##### Selected excerpt #####
Monitoring
The entire system generates detailed telemetry for all the features that can be consumed across F5® Distributed Cloud Services. There is a distributed system to collect logs, metrics, alerts, and traces from our global infrastructure as well as from each of the F5 Distributed Cloud Nodes deployed across users cloud and edge locations. Some of these logs and metrics are also used for post-processing to determine anomalies, analyze application APIs, security issues, create graph visualizations, generate healthscores, etc.
In addition to monitoring APIs, there are many different dashboards and graphs in the F5® Distributed Cloud Console (Console) available to the customer teams (operations or application) for viewing and monitoring. These include dashboards and graphs such as Site Map, Site Connectivity, Site Dashboard, Application Deployments, Virtual Host Dashboard, Service Mesh Graph, Security Dashboard, etc.
Note: Not all dashboards and graphs are mentioned here as they keep evolving with the product.
Metrics
Infrastructure Metrics
As a SaaS Provider, it is paramount for F5 Distributed Cloud to monitor the health of the infrastructure, which not only includes our global (physical) infrastructure, but also customers physical (edge locations) and virtual infrastructure (in the cloud environment). The health of this infrastructure greatly impacts the performance of the application. For example, packet drops between two Sites due to network congestion may result in an increase in error rate and the latency between the services deployed across these Sites and therefore could impact the overall health of the application. The metrics used for infrastructure monitoring include (but not limited to) the following:
- CPU, memory and disk utilization of a Site
- CPU, memory and disk utilization per container
- Status of physical and virtual interfaces (ipsec tunnel)
- In/Out throughput and drops per interface
- Latency between the Sites
The infrastructure metrics have the tenant
and site
labels associated with it in addition to the other labels that depends on the component being monitored. For example, interface metrics have interface_name
and interface_type
in addition to tenant
and site
labels; container metrics have container_name
, pod
and instance
labels.
Application Metrics
At F5 Distributed Cloud, we use RELT (Request rate, Error rate, Latency, Throughput) method to monitor our applications that powers our Edge Cloud Platform. The same principle/methodology is used to monitor the Customer applications deployed in our Edge Cloud. The RELT method is an extension of the RED (Request rate, Error rate, Duration) method that is typically used to monitor the micro-services.
Typically, customers define SLAs (Service Level Agreements) and KPIs (Key Performance Indicators) for the applications using one or more of these 4 metrics. Capacity planning is also a function of Request rate, Error ratio (Error rate/Request rate) and Latency. The application metrics have the following labels associated with it to provide different levels of observability.
##### Information provided #####
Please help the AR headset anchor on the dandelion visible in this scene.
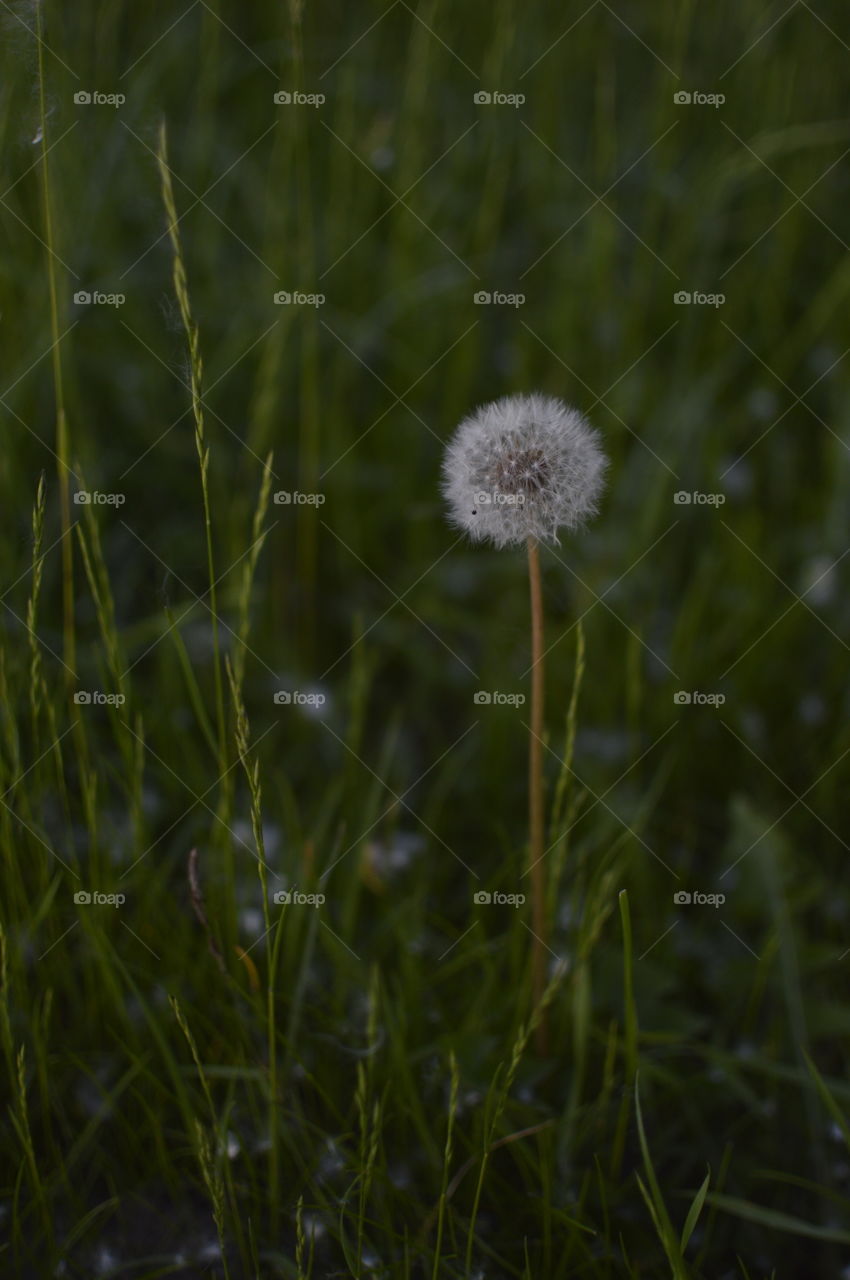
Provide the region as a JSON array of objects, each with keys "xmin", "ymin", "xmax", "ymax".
[
  {"xmin": 443, "ymin": 393, "xmax": 608, "ymax": 1052},
  {"xmin": 443, "ymin": 394, "xmax": 607, "ymax": 547}
]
#####
▶ [Complete the following]:
**1)** Using the monitoring text, explain in one to three sentences why F5 Distributed Cloud treats monitoring infrastructure health as paramount.
**2)** Pick up the monitoring text after its final sentence and carry it on.

▶ [Answers]:
**1)** The health of the infrastructure greatly impacts how the application performs. For example, packet drops between two Sites caused by network congestion can raise the error rate and latency between services deployed across those Sites, which can harm the overall health of the application.

**2)**
- tenant - unique identifier for a customer
- namespace - identifies an administrative domain within a tenant. Multiple instances of the same application can be deployed across multiple namespaces with a tenant
- app_type - an application can have one or more services represented by one or more virtual hosts. The interaction between the services in an application can be viewed as a service mesh. Service mesh graph not only provides visibility into the east-west traffic flowing between the services that belong to an app_type, but also the north-south traffic originating from the client.
- virtual_host - unique identifier that identifies a virtual service or a Load Balancer.
- src_site - source Site where the request enters the F5 Distributed Edge Cloud.
- src - identifies a network in case of north-south traffic and virtual-service in case of east-west traffic.
- dst_site - destination Site where an instance of the virtual service is hosted which services the request.
- dst - virtual service (server) that handles the request from the client.
Each application metric can be aggregated across various labels and therefore enable observability for different teams responsible for monitoring and enforcing SLAs at different levels.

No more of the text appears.